### WHAT IS EXPECTED
Please continue the passage on classroom activities and materials, picking up after its final sentence.

### SUPPLIED TEXT
What does this look like?
Activities and materials can encompass everything that a teacher can use to facilitate learning for their pupils. From low-tech to high-tech, activities and materials are the tools needed for children to learn and meet educational objectives.
Activities and materials support the pace and structure of the lesson, engaging students in varied tasks (as necessary) that support the learning objectives.
Activities and materials support student engagement.
The teacher has knowledge of the needs and interests of the students allowing them to plan appropriate activities and materials.
By using a variety of materials and activities, teachers are able to address various learning styles and intelligences.
Caution: A teacher may incorporate a variety of activities and materials within a lesson, but if their use is not purposeful in supporting students in meeting the learning objective, then the purpose for their use may not be clear or appropriate. Ensure that you clearly connect the activities and materials to the lesson objectives.

### Recorded data
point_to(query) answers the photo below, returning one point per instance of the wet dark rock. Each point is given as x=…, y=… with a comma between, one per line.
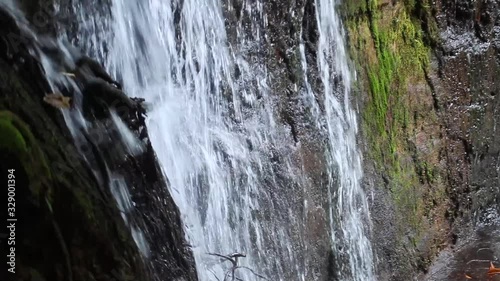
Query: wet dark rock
x=70, y=226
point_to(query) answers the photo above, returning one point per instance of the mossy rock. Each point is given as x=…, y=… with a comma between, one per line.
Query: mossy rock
x=18, y=140
x=12, y=139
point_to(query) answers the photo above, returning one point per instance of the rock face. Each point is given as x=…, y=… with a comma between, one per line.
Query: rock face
x=69, y=225
x=430, y=130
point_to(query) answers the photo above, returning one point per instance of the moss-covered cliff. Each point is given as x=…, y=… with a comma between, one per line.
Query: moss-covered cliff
x=69, y=225
x=430, y=71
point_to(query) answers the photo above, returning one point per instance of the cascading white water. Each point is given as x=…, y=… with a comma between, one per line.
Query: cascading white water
x=217, y=135
x=350, y=210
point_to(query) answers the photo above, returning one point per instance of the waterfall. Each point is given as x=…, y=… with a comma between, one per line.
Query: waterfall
x=232, y=167
x=350, y=209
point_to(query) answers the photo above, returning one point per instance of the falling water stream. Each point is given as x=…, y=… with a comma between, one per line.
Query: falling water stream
x=217, y=136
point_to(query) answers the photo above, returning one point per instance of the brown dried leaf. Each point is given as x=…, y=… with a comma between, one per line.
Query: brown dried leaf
x=57, y=100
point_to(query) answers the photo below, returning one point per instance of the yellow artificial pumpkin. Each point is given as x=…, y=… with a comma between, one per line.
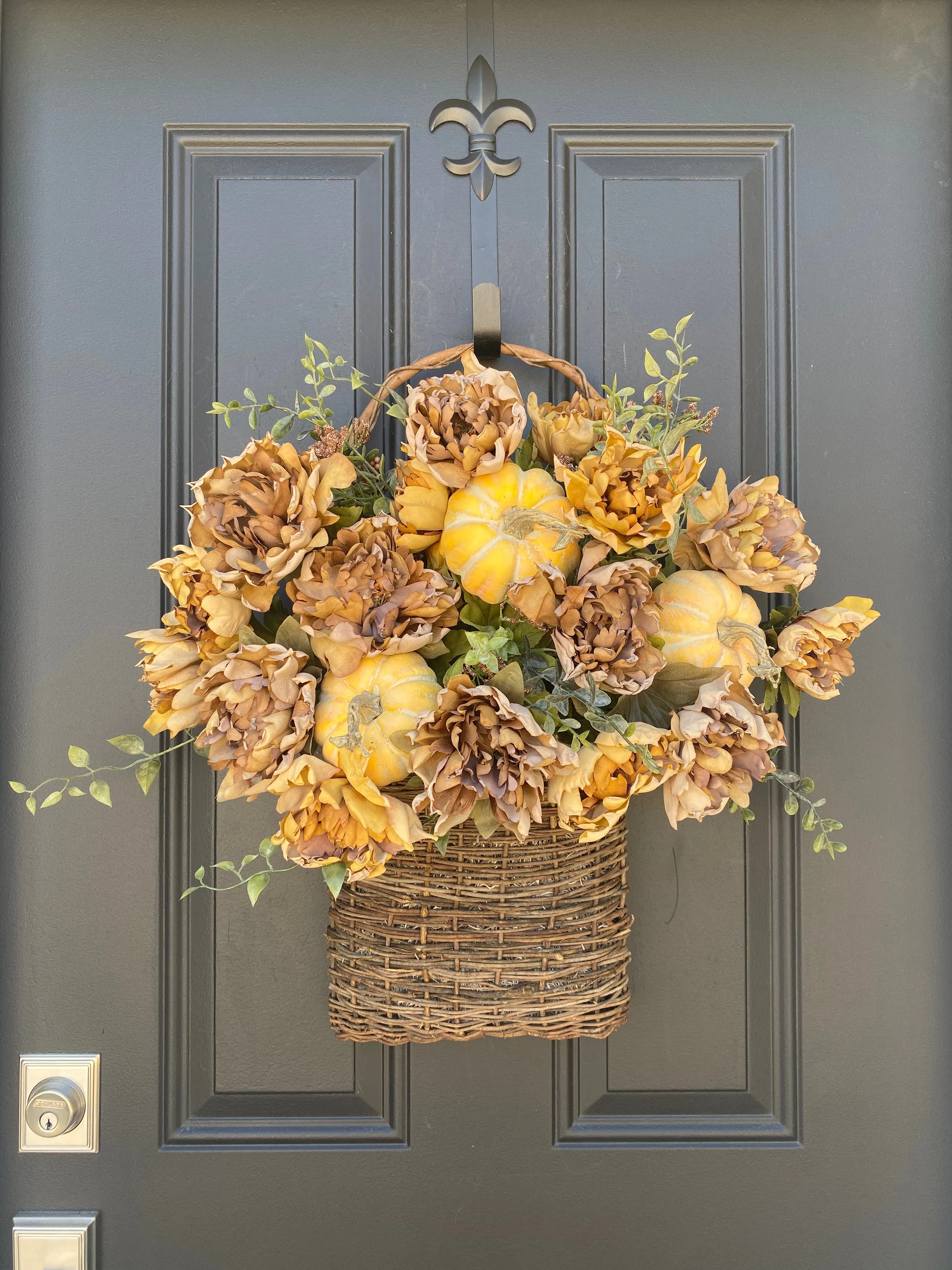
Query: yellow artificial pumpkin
x=707, y=620
x=502, y=526
x=349, y=708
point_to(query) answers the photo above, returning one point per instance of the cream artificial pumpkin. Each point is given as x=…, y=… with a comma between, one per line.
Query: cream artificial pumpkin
x=503, y=526
x=707, y=620
x=385, y=695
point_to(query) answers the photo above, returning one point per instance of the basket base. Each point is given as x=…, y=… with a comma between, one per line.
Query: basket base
x=497, y=938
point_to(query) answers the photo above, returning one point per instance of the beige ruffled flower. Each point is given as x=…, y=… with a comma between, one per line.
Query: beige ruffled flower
x=419, y=506
x=629, y=495
x=257, y=516
x=567, y=430
x=724, y=742
x=173, y=667
x=596, y=796
x=460, y=426
x=331, y=815
x=755, y=536
x=814, y=649
x=479, y=745
x=262, y=714
x=366, y=595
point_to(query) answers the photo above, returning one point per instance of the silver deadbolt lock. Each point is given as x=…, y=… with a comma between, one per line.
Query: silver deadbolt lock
x=55, y=1107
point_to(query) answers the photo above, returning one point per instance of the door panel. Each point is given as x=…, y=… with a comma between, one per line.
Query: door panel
x=186, y=190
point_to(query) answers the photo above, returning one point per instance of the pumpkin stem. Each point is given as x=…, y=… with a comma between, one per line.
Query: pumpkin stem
x=520, y=523
x=362, y=710
x=732, y=632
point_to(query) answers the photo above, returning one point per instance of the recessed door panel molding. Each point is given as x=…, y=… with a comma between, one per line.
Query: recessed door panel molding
x=313, y=218
x=717, y=204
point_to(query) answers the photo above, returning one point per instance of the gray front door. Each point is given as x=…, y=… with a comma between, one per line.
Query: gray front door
x=187, y=188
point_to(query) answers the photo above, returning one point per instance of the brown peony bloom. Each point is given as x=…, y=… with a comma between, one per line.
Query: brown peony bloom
x=756, y=536
x=465, y=425
x=329, y=815
x=479, y=745
x=262, y=716
x=629, y=495
x=567, y=430
x=173, y=667
x=814, y=649
x=724, y=742
x=421, y=506
x=366, y=595
x=257, y=516
x=610, y=774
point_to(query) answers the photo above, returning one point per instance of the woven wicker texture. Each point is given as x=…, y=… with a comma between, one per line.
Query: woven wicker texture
x=498, y=938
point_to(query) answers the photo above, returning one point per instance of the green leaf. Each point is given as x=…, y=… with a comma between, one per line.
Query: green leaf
x=148, y=773
x=652, y=366
x=791, y=695
x=256, y=886
x=483, y=818
x=334, y=876
x=291, y=634
x=101, y=793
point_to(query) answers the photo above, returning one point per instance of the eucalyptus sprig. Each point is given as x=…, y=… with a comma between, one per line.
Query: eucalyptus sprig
x=254, y=882
x=799, y=790
x=146, y=766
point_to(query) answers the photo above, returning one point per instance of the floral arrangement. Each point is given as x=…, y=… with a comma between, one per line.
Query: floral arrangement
x=540, y=604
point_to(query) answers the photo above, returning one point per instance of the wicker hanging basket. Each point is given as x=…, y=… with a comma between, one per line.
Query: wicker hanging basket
x=497, y=938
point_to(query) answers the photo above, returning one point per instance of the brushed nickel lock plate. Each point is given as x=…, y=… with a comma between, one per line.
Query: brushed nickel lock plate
x=55, y=1241
x=60, y=1103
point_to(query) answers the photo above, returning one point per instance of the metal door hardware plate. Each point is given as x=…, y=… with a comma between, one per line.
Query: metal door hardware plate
x=55, y=1241
x=60, y=1103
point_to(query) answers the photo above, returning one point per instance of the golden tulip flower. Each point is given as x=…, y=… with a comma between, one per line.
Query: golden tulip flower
x=814, y=649
x=629, y=495
x=610, y=774
x=419, y=506
x=755, y=536
x=331, y=815
x=567, y=430
x=723, y=748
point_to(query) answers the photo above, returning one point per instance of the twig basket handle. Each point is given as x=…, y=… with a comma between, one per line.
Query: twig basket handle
x=447, y=356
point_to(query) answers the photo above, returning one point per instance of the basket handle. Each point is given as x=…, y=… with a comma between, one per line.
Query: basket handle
x=364, y=425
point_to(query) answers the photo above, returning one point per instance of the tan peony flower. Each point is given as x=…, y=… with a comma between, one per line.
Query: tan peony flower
x=329, y=815
x=479, y=745
x=610, y=774
x=173, y=667
x=257, y=516
x=755, y=536
x=262, y=716
x=629, y=495
x=567, y=430
x=210, y=616
x=465, y=425
x=724, y=742
x=419, y=506
x=814, y=649
x=366, y=595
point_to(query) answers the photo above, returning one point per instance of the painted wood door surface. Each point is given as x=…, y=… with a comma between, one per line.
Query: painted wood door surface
x=187, y=188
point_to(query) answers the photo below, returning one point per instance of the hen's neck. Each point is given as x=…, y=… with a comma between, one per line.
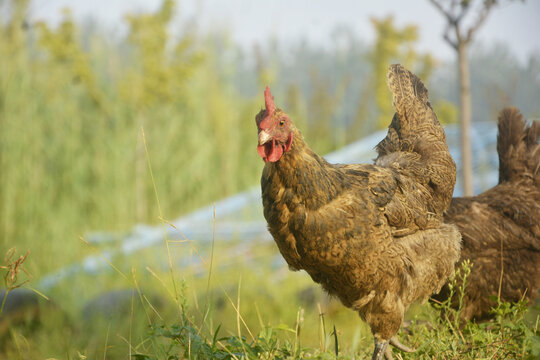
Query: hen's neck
x=313, y=180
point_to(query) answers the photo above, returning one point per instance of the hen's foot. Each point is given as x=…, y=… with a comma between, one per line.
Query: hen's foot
x=380, y=350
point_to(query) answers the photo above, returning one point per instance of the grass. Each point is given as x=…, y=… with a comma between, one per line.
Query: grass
x=74, y=159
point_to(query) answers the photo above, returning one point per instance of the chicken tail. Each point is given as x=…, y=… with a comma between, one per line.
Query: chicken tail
x=518, y=147
x=416, y=144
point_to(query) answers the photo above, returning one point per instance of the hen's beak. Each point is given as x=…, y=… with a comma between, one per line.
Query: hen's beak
x=264, y=137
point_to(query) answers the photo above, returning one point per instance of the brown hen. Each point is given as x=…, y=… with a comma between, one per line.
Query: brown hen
x=372, y=235
x=502, y=223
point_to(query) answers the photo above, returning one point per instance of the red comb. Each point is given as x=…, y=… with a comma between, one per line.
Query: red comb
x=269, y=102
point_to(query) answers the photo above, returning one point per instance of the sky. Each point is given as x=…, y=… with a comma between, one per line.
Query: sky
x=514, y=23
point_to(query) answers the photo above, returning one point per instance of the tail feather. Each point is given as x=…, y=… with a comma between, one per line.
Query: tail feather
x=416, y=144
x=518, y=147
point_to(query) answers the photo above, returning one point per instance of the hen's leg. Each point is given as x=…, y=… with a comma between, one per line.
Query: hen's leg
x=395, y=342
x=380, y=349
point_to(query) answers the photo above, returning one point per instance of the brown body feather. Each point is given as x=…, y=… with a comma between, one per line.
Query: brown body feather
x=507, y=216
x=371, y=235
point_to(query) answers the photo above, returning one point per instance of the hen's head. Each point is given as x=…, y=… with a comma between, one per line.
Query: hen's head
x=275, y=130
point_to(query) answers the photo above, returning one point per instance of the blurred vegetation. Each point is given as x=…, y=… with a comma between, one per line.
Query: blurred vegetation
x=74, y=103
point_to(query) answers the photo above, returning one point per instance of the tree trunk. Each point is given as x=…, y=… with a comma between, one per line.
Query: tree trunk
x=465, y=100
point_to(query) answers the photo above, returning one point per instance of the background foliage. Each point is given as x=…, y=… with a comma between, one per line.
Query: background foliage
x=73, y=105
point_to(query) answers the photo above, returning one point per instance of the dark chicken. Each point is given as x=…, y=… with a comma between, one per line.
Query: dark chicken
x=372, y=235
x=507, y=218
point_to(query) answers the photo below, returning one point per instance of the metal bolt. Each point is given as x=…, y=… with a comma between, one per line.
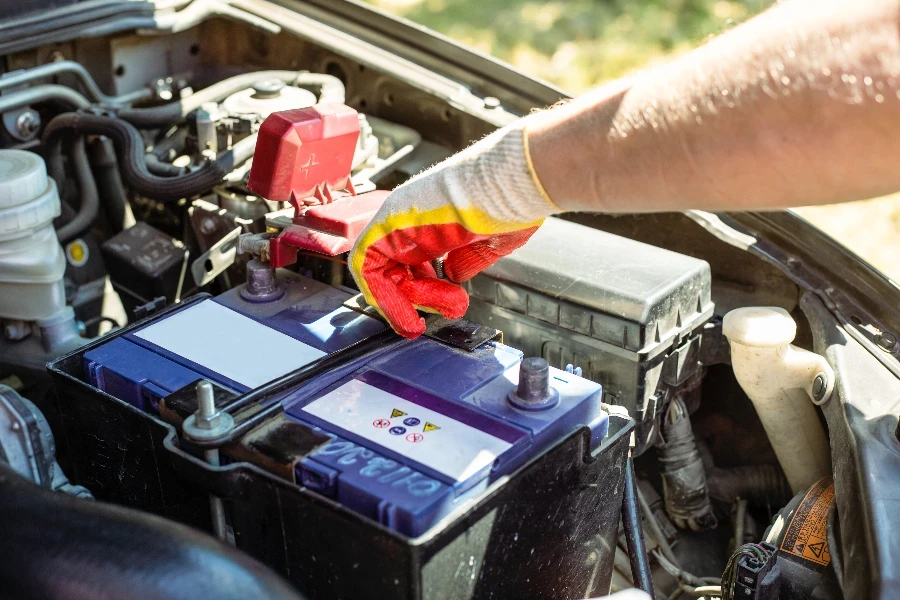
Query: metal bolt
x=27, y=124
x=208, y=226
x=820, y=384
x=886, y=341
x=206, y=405
x=208, y=422
x=533, y=391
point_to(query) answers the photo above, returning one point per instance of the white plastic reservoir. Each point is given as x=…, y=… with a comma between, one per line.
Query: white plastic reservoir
x=32, y=262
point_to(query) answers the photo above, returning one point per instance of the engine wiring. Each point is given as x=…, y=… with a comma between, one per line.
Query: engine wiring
x=729, y=576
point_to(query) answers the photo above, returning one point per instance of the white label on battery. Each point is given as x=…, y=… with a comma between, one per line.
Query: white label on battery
x=230, y=344
x=425, y=436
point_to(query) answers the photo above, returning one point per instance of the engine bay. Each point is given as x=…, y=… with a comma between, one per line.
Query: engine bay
x=209, y=359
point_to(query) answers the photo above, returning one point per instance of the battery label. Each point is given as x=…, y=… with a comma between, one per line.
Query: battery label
x=425, y=436
x=229, y=343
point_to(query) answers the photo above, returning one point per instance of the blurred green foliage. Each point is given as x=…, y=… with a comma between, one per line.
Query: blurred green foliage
x=577, y=44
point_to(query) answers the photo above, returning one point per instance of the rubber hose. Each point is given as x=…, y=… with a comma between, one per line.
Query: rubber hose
x=109, y=182
x=684, y=479
x=175, y=112
x=130, y=147
x=761, y=485
x=90, y=198
x=42, y=93
x=69, y=67
x=162, y=168
x=56, y=547
x=170, y=147
x=634, y=532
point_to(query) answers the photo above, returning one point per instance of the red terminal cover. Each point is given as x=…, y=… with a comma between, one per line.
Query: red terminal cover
x=304, y=152
x=327, y=229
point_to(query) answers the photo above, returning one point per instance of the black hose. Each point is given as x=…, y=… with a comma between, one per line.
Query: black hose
x=130, y=147
x=634, y=532
x=684, y=479
x=109, y=182
x=69, y=67
x=162, y=168
x=90, y=199
x=175, y=112
x=57, y=547
x=171, y=146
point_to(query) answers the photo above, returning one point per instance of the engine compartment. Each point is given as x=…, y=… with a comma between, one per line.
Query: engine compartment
x=153, y=176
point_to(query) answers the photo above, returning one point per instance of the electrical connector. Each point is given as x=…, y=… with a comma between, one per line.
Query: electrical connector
x=752, y=573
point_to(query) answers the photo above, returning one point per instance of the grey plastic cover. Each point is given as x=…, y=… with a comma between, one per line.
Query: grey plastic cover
x=626, y=293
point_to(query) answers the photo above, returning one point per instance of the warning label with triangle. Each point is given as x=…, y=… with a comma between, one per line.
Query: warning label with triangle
x=807, y=533
x=817, y=548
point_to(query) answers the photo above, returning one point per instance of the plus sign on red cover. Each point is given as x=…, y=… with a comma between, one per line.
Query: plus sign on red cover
x=304, y=152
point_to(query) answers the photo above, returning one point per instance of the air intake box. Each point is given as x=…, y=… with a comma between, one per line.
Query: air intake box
x=627, y=313
x=383, y=468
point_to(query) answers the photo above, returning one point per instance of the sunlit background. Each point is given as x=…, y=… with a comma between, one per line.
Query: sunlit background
x=577, y=44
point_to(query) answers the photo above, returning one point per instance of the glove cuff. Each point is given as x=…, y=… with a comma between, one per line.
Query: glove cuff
x=502, y=174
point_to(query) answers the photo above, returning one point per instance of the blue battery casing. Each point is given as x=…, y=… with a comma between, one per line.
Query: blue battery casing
x=415, y=432
x=141, y=372
x=373, y=474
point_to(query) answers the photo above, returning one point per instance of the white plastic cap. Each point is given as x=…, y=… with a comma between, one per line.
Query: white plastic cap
x=760, y=326
x=28, y=198
x=23, y=177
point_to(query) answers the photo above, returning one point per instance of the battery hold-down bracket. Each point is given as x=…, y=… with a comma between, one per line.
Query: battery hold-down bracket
x=304, y=157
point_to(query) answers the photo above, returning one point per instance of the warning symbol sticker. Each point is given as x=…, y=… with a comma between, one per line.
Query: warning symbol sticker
x=806, y=534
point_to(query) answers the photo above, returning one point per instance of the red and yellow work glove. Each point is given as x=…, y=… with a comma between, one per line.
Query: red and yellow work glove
x=471, y=209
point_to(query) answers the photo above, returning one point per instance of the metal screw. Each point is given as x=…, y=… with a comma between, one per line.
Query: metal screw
x=820, y=384
x=207, y=415
x=208, y=226
x=27, y=124
x=209, y=421
x=886, y=341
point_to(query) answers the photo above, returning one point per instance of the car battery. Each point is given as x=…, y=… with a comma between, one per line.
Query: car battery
x=628, y=314
x=433, y=426
x=421, y=469
x=236, y=342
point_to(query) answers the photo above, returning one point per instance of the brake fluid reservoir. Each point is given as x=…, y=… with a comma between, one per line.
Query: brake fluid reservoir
x=31, y=260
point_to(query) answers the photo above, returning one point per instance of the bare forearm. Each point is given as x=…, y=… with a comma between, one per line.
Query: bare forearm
x=798, y=106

### FINAL RESULT
Strategies for Obtaining an Effective rating:
The criteria used by teachers in choosing materials and activities should be in selecting those that clearly support the lesson objectives and that are related to the needs of the students.
Consider how the grouping of students can be used in the lesson to maximize student learning.
the strategies that will be used during the lesson to maximize student understanding.
Provide opportunities for students use available materials, resources and technologies to extend understanding and critical thinking.
Selects materials, resources, and technologies to support differentiated student learning.
Ensure students have access to the use of computers, calculators, internet, and other materials to enhance learning.
Ensure that all instructional materials have clear value in enhancing the full range of student understanding.
Use technology to deliver key concepts in the subject matter.
Provide opportunities for students to participate and be actively engaged with instructional materials.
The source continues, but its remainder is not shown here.